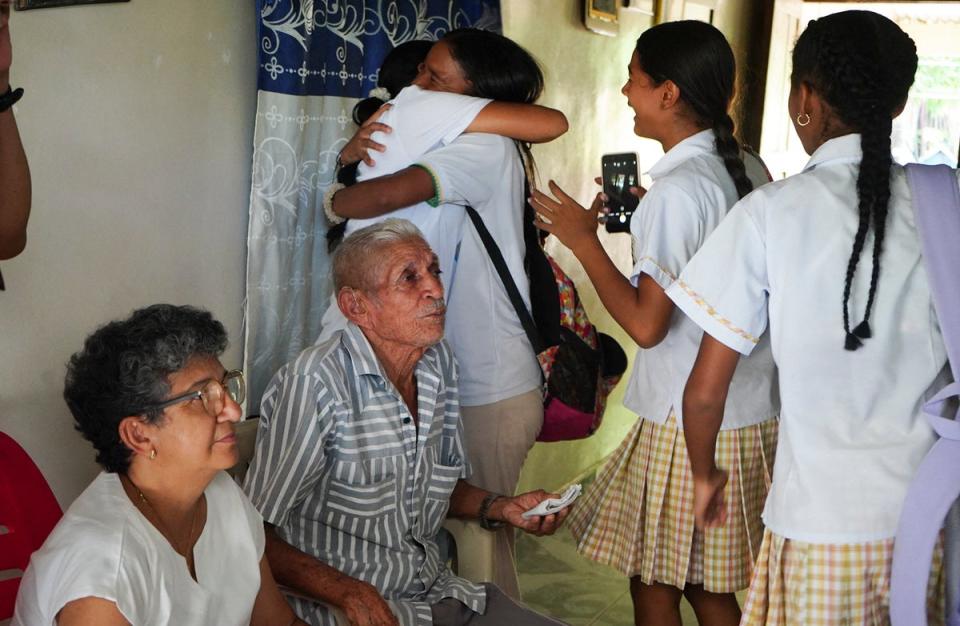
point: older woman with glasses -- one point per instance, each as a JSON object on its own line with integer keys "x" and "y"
{"x": 162, "y": 535}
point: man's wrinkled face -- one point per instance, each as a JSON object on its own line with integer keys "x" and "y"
{"x": 407, "y": 306}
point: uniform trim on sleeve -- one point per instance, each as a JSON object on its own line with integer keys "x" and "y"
{"x": 649, "y": 266}
{"x": 435, "y": 200}
{"x": 736, "y": 341}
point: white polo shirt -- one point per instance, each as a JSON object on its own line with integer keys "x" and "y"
{"x": 496, "y": 360}
{"x": 421, "y": 121}
{"x": 691, "y": 193}
{"x": 851, "y": 431}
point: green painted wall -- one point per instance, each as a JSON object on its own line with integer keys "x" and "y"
{"x": 584, "y": 74}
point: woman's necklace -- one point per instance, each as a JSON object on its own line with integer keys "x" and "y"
{"x": 185, "y": 550}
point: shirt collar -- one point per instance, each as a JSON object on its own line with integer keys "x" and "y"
{"x": 694, "y": 145}
{"x": 844, "y": 149}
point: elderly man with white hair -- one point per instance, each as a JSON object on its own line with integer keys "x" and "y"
{"x": 360, "y": 454}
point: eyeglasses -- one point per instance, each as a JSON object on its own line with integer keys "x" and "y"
{"x": 213, "y": 394}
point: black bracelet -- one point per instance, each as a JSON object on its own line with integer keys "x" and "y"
{"x": 485, "y": 522}
{"x": 10, "y": 98}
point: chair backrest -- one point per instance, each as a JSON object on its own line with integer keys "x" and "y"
{"x": 246, "y": 432}
{"x": 28, "y": 512}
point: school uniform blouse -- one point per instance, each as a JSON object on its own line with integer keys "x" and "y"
{"x": 105, "y": 548}
{"x": 851, "y": 432}
{"x": 421, "y": 120}
{"x": 691, "y": 193}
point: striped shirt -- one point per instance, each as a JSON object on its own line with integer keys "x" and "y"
{"x": 346, "y": 475}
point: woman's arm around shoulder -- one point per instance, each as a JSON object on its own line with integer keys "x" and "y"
{"x": 526, "y": 122}
{"x": 270, "y": 607}
{"x": 91, "y": 611}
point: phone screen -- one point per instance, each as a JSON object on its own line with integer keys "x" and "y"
{"x": 619, "y": 175}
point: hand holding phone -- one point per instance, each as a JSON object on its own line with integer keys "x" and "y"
{"x": 620, "y": 173}
{"x": 554, "y": 505}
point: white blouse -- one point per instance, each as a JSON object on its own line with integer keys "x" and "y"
{"x": 421, "y": 121}
{"x": 851, "y": 432}
{"x": 104, "y": 547}
{"x": 691, "y": 193}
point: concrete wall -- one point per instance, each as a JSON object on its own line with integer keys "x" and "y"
{"x": 138, "y": 124}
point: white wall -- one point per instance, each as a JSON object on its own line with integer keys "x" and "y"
{"x": 138, "y": 125}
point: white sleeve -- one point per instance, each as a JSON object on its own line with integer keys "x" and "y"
{"x": 724, "y": 287}
{"x": 242, "y": 509}
{"x": 667, "y": 230}
{"x": 423, "y": 119}
{"x": 465, "y": 171}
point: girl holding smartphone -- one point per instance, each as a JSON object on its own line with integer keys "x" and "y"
{"x": 638, "y": 516}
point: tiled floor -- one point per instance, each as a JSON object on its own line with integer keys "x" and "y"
{"x": 555, "y": 580}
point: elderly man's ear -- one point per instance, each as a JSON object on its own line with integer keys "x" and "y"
{"x": 354, "y": 306}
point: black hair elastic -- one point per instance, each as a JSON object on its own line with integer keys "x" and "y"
{"x": 10, "y": 98}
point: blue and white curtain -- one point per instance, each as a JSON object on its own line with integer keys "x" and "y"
{"x": 316, "y": 59}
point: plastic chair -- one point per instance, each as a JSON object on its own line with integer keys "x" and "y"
{"x": 28, "y": 512}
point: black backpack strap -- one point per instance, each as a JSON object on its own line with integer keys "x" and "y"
{"x": 496, "y": 257}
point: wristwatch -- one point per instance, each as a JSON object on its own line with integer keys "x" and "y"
{"x": 485, "y": 522}
{"x": 10, "y": 98}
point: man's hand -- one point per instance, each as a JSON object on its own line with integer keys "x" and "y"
{"x": 360, "y": 145}
{"x": 709, "y": 508}
{"x": 364, "y": 606}
{"x": 6, "y": 48}
{"x": 511, "y": 510}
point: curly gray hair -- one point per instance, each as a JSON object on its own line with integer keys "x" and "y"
{"x": 124, "y": 368}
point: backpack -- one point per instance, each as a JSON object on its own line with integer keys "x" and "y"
{"x": 936, "y": 485}
{"x": 579, "y": 365}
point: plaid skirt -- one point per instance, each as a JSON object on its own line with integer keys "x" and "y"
{"x": 829, "y": 584}
{"x": 637, "y": 516}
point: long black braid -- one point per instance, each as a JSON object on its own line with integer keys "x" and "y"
{"x": 862, "y": 65}
{"x": 698, "y": 59}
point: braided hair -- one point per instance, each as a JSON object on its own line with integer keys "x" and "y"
{"x": 698, "y": 59}
{"x": 862, "y": 65}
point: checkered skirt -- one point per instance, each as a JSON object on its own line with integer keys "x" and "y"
{"x": 638, "y": 515}
{"x": 829, "y": 584}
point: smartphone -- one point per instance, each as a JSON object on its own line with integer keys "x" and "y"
{"x": 620, "y": 173}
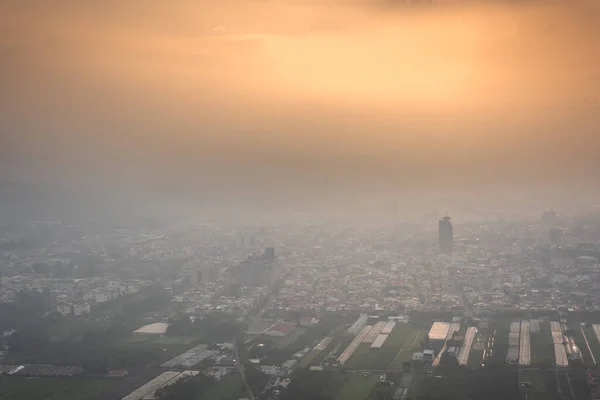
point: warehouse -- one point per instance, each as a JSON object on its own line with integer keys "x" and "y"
{"x": 437, "y": 335}
{"x": 151, "y": 386}
{"x": 157, "y": 328}
{"x": 379, "y": 341}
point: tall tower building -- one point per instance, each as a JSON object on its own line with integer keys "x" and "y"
{"x": 446, "y": 235}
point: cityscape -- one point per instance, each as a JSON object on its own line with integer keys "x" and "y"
{"x": 299, "y": 200}
{"x": 395, "y": 310}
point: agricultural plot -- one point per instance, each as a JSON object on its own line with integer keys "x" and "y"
{"x": 411, "y": 345}
{"x": 12, "y": 388}
{"x": 594, "y": 342}
{"x": 357, "y": 387}
{"x": 534, "y": 386}
{"x": 582, "y": 342}
{"x": 542, "y": 346}
{"x": 400, "y": 345}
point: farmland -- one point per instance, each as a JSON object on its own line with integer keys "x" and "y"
{"x": 403, "y": 341}
{"x": 17, "y": 388}
{"x": 357, "y": 388}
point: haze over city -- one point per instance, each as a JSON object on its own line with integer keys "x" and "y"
{"x": 299, "y": 200}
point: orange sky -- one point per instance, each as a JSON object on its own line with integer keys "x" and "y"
{"x": 288, "y": 88}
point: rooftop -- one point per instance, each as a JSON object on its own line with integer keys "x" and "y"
{"x": 157, "y": 328}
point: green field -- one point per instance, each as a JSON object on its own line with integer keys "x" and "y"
{"x": 580, "y": 342}
{"x": 357, "y": 388}
{"x": 398, "y": 335}
{"x": 593, "y": 341}
{"x": 228, "y": 388}
{"x": 308, "y": 359}
{"x": 17, "y": 388}
{"x": 402, "y": 343}
{"x": 411, "y": 345}
{"x": 161, "y": 340}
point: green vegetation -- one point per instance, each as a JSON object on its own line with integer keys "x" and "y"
{"x": 402, "y": 343}
{"x": 228, "y": 388}
{"x": 494, "y": 382}
{"x": 411, "y": 345}
{"x": 593, "y": 341}
{"x": 308, "y": 359}
{"x": 357, "y": 387}
{"x": 17, "y": 388}
{"x": 542, "y": 347}
{"x": 189, "y": 388}
{"x": 398, "y": 335}
{"x": 323, "y": 385}
{"x": 212, "y": 328}
{"x": 367, "y": 358}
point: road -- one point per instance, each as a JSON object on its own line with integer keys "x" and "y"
{"x": 240, "y": 368}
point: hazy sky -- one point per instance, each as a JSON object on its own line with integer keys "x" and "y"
{"x": 301, "y": 94}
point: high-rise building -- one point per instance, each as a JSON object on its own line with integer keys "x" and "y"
{"x": 446, "y": 235}
{"x": 195, "y": 277}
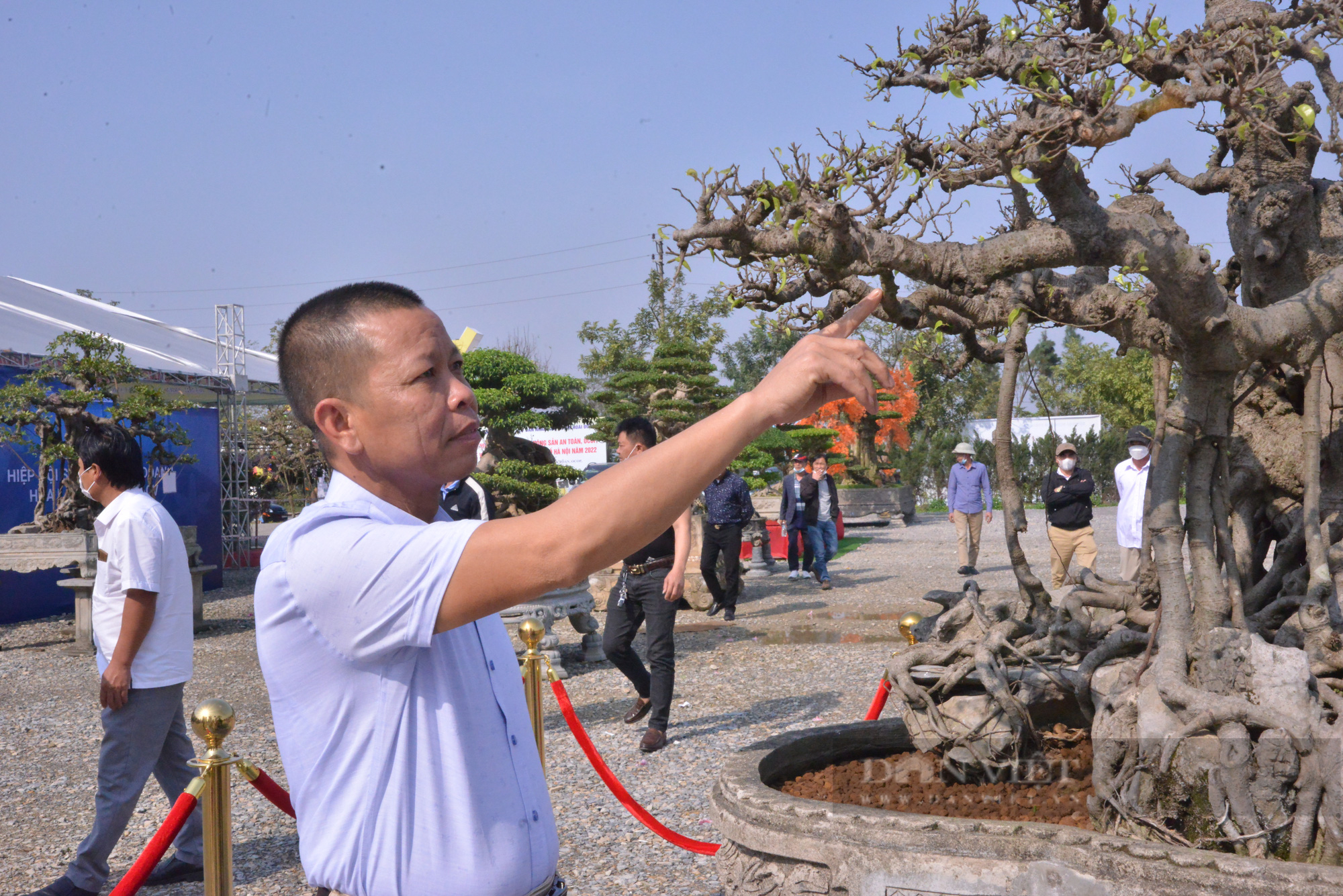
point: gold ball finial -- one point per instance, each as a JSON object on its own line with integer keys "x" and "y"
{"x": 213, "y": 722}
{"x": 531, "y": 632}
{"x": 907, "y": 626}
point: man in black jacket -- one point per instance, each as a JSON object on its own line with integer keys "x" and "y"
{"x": 823, "y": 509}
{"x": 1067, "y": 494}
{"x": 468, "y": 499}
{"x": 793, "y": 519}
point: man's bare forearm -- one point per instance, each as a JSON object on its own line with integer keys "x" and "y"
{"x": 600, "y": 522}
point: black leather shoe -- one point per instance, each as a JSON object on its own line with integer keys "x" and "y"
{"x": 62, "y": 887}
{"x": 640, "y": 710}
{"x": 174, "y": 871}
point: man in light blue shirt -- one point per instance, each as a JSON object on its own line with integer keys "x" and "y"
{"x": 970, "y": 505}
{"x": 396, "y": 691}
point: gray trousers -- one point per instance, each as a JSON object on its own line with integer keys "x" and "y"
{"x": 146, "y": 737}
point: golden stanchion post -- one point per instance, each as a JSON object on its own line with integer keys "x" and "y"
{"x": 907, "y": 626}
{"x": 213, "y": 721}
{"x": 532, "y": 632}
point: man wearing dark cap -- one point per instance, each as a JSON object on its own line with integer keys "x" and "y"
{"x": 793, "y": 518}
{"x": 1067, "y": 494}
{"x": 1131, "y": 481}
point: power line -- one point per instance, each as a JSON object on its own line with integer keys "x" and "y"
{"x": 433, "y": 270}
{"x": 432, "y": 289}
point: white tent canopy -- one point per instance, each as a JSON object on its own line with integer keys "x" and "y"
{"x": 32, "y": 315}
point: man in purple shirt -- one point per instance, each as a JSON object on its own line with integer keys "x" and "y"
{"x": 970, "y": 505}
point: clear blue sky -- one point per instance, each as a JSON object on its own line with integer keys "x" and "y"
{"x": 159, "y": 152}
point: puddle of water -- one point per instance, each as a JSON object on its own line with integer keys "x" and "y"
{"x": 813, "y": 636}
{"x": 853, "y": 615}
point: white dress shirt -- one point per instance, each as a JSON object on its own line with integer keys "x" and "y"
{"x": 1133, "y": 489}
{"x": 140, "y": 546}
{"x": 410, "y": 756}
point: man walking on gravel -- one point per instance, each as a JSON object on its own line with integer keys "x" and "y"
{"x": 142, "y": 628}
{"x": 823, "y": 506}
{"x": 793, "y": 519}
{"x": 1067, "y": 494}
{"x": 970, "y": 505}
{"x": 1131, "y": 482}
{"x": 729, "y": 507}
{"x": 648, "y": 593}
{"x": 398, "y": 707}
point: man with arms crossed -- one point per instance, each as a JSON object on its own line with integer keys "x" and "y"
{"x": 394, "y": 686}
{"x": 1067, "y": 494}
{"x": 793, "y": 518}
{"x": 649, "y": 591}
{"x": 142, "y": 627}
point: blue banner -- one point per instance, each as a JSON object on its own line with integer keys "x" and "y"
{"x": 193, "y": 497}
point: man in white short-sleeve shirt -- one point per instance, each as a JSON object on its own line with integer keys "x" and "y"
{"x": 142, "y": 628}
{"x": 396, "y": 690}
{"x": 1131, "y": 483}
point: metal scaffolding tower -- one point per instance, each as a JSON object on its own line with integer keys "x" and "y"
{"x": 232, "y": 364}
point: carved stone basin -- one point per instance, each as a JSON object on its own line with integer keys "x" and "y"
{"x": 782, "y": 846}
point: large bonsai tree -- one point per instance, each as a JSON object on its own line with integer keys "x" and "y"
{"x": 515, "y": 395}
{"x": 83, "y": 380}
{"x": 1223, "y": 729}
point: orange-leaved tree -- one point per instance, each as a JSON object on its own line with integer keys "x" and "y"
{"x": 863, "y": 435}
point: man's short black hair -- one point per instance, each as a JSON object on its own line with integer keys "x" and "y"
{"x": 322, "y": 349}
{"x": 116, "y": 452}
{"x": 639, "y": 430}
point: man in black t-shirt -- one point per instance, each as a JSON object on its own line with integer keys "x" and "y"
{"x": 649, "y": 592}
{"x": 1067, "y": 494}
{"x": 468, "y": 499}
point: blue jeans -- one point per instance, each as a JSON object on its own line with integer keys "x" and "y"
{"x": 825, "y": 544}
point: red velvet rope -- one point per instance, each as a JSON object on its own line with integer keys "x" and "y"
{"x": 617, "y": 788}
{"x": 879, "y": 702}
{"x": 268, "y": 788}
{"x": 158, "y": 846}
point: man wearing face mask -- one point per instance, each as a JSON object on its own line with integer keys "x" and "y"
{"x": 1131, "y": 481}
{"x": 142, "y": 627}
{"x": 793, "y": 518}
{"x": 1067, "y": 494}
{"x": 970, "y": 505}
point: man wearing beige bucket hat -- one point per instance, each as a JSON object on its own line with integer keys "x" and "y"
{"x": 970, "y": 503}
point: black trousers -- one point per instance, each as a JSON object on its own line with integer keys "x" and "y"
{"x": 796, "y": 537}
{"x": 644, "y": 604}
{"x": 729, "y": 542}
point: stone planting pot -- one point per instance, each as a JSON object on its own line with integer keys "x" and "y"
{"x": 782, "y": 846}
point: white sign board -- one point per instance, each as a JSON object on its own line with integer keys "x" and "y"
{"x": 1063, "y": 427}
{"x": 571, "y": 447}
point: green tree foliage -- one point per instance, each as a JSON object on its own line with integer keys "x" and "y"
{"x": 515, "y": 395}
{"x": 44, "y": 412}
{"x": 660, "y": 365}
{"x": 747, "y": 358}
{"x": 1093, "y": 379}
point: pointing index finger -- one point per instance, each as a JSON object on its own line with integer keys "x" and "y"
{"x": 845, "y": 326}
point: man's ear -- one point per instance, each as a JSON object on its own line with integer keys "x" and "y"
{"x": 335, "y": 421}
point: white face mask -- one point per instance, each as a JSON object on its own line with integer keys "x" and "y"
{"x": 83, "y": 486}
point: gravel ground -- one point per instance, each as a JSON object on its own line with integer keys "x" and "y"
{"x": 781, "y": 667}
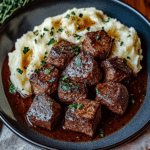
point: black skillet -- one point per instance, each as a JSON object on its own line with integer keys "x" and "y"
{"x": 34, "y": 14}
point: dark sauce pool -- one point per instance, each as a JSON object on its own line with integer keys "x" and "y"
{"x": 110, "y": 122}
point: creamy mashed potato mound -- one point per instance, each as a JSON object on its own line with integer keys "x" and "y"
{"x": 70, "y": 26}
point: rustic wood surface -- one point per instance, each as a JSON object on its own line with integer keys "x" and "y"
{"x": 140, "y": 143}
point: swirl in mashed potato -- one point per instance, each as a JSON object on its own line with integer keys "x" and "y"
{"x": 32, "y": 48}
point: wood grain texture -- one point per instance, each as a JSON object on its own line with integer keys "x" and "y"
{"x": 143, "y": 6}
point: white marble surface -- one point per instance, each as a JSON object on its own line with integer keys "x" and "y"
{"x": 10, "y": 141}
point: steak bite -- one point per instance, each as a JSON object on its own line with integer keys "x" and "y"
{"x": 83, "y": 68}
{"x": 62, "y": 54}
{"x": 83, "y": 116}
{"x": 113, "y": 95}
{"x": 44, "y": 112}
{"x": 98, "y": 43}
{"x": 45, "y": 80}
{"x": 116, "y": 70}
{"x": 69, "y": 91}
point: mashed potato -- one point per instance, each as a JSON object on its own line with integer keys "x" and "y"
{"x": 33, "y": 47}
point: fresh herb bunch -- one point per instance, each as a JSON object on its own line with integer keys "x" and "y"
{"x": 8, "y": 7}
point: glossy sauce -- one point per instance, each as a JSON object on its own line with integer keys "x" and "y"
{"x": 110, "y": 122}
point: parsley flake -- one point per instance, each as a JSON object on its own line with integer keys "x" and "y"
{"x": 67, "y": 16}
{"x": 121, "y": 43}
{"x": 19, "y": 70}
{"x": 97, "y": 92}
{"x": 78, "y": 61}
{"x": 101, "y": 132}
{"x": 60, "y": 30}
{"x": 51, "y": 41}
{"x": 124, "y": 60}
{"x": 132, "y": 101}
{"x": 52, "y": 80}
{"x": 65, "y": 77}
{"x": 77, "y": 36}
{"x": 88, "y": 28}
{"x": 73, "y": 13}
{"x": 26, "y": 49}
{"x": 129, "y": 35}
{"x": 36, "y": 70}
{"x": 43, "y": 63}
{"x": 47, "y": 71}
{"x": 45, "y": 57}
{"x": 12, "y": 88}
{"x": 45, "y": 29}
{"x": 80, "y": 15}
{"x": 98, "y": 37}
{"x": 107, "y": 20}
{"x": 128, "y": 57}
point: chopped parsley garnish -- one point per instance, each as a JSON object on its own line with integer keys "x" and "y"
{"x": 129, "y": 35}
{"x": 43, "y": 63}
{"x": 74, "y": 106}
{"x": 128, "y": 57}
{"x": 77, "y": 36}
{"x": 64, "y": 87}
{"x": 19, "y": 70}
{"x": 65, "y": 77}
{"x": 75, "y": 49}
{"x": 45, "y": 29}
{"x": 107, "y": 20}
{"x": 45, "y": 57}
{"x": 51, "y": 33}
{"x": 97, "y": 92}
{"x": 98, "y": 37}
{"x": 42, "y": 35}
{"x": 26, "y": 49}
{"x": 145, "y": 92}
{"x": 78, "y": 61}
{"x": 47, "y": 71}
{"x": 36, "y": 33}
{"x": 12, "y": 88}
{"x": 73, "y": 13}
{"x": 35, "y": 41}
{"x": 124, "y": 60}
{"x": 80, "y": 15}
{"x": 51, "y": 41}
{"x": 36, "y": 70}
{"x": 101, "y": 132}
{"x": 67, "y": 16}
{"x": 60, "y": 30}
{"x": 121, "y": 43}
{"x": 88, "y": 28}
{"x": 52, "y": 80}
{"x": 132, "y": 101}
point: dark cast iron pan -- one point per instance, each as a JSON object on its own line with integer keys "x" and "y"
{"x": 34, "y": 14}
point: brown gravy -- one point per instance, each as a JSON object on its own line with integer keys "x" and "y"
{"x": 110, "y": 122}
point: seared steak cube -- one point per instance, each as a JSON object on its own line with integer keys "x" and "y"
{"x": 62, "y": 54}
{"x": 44, "y": 112}
{"x": 83, "y": 116}
{"x": 98, "y": 43}
{"x": 45, "y": 80}
{"x": 69, "y": 91}
{"x": 113, "y": 95}
{"x": 115, "y": 69}
{"x": 83, "y": 68}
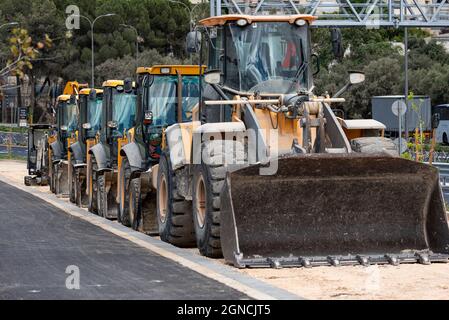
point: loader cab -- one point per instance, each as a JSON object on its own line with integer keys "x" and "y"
{"x": 169, "y": 95}
{"x": 262, "y": 54}
{"x": 90, "y": 105}
{"x": 66, "y": 118}
{"x": 119, "y": 105}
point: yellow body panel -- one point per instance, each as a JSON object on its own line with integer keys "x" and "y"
{"x": 86, "y": 92}
{"x": 63, "y": 98}
{"x": 73, "y": 87}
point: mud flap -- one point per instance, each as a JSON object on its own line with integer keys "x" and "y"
{"x": 334, "y": 210}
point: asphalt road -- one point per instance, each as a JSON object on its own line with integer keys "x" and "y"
{"x": 38, "y": 242}
{"x": 15, "y": 150}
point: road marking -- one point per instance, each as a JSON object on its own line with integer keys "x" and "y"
{"x": 224, "y": 274}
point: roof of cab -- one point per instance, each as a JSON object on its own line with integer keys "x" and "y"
{"x": 115, "y": 83}
{"x": 221, "y": 20}
{"x": 193, "y": 70}
{"x": 87, "y": 91}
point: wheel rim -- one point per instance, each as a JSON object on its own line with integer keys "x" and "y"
{"x": 163, "y": 199}
{"x": 200, "y": 201}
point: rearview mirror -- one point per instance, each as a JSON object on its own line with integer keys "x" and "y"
{"x": 356, "y": 77}
{"x": 193, "y": 42}
{"x": 112, "y": 124}
{"x": 128, "y": 84}
{"x": 93, "y": 94}
{"x": 212, "y": 77}
{"x": 87, "y": 126}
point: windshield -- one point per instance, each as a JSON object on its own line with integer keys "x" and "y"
{"x": 123, "y": 111}
{"x": 94, "y": 114}
{"x": 69, "y": 116}
{"x": 266, "y": 57}
{"x": 162, "y": 99}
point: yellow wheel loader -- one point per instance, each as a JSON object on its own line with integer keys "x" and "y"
{"x": 90, "y": 111}
{"x": 118, "y": 116}
{"x": 37, "y": 159}
{"x": 66, "y": 113}
{"x": 169, "y": 94}
{"x": 275, "y": 179}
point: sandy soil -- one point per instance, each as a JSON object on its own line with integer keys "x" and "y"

################

INSTRUCTION: Only the lines from the one that contains "point: wheel rim" to the end of the data should be output, exactly as they appear.

RESULT BELOW:
point: wheel rim -- one point per instance, each as a JSON object on its own line with integer keys "x" and "y"
{"x": 163, "y": 199}
{"x": 200, "y": 201}
point: rearview mirror -- one point per instance, each as a JSON object on its own line with integer keys "x" and "y"
{"x": 356, "y": 77}
{"x": 193, "y": 42}
{"x": 112, "y": 124}
{"x": 128, "y": 84}
{"x": 93, "y": 94}
{"x": 212, "y": 77}
{"x": 87, "y": 126}
point: windshield -- one point per instance, each as a JSON object on its own line with integer keys "x" and "y"
{"x": 123, "y": 111}
{"x": 94, "y": 114}
{"x": 69, "y": 116}
{"x": 266, "y": 57}
{"x": 162, "y": 99}
point: yellow wheel loader -- one point per instance, each as a JSON object on its own line with integer keys "x" and "y"
{"x": 90, "y": 111}
{"x": 118, "y": 116}
{"x": 37, "y": 159}
{"x": 66, "y": 113}
{"x": 169, "y": 94}
{"x": 275, "y": 179}
point: sandy soil -- one point per instance, each as a JSON object on its own line with integer keys "x" and "y"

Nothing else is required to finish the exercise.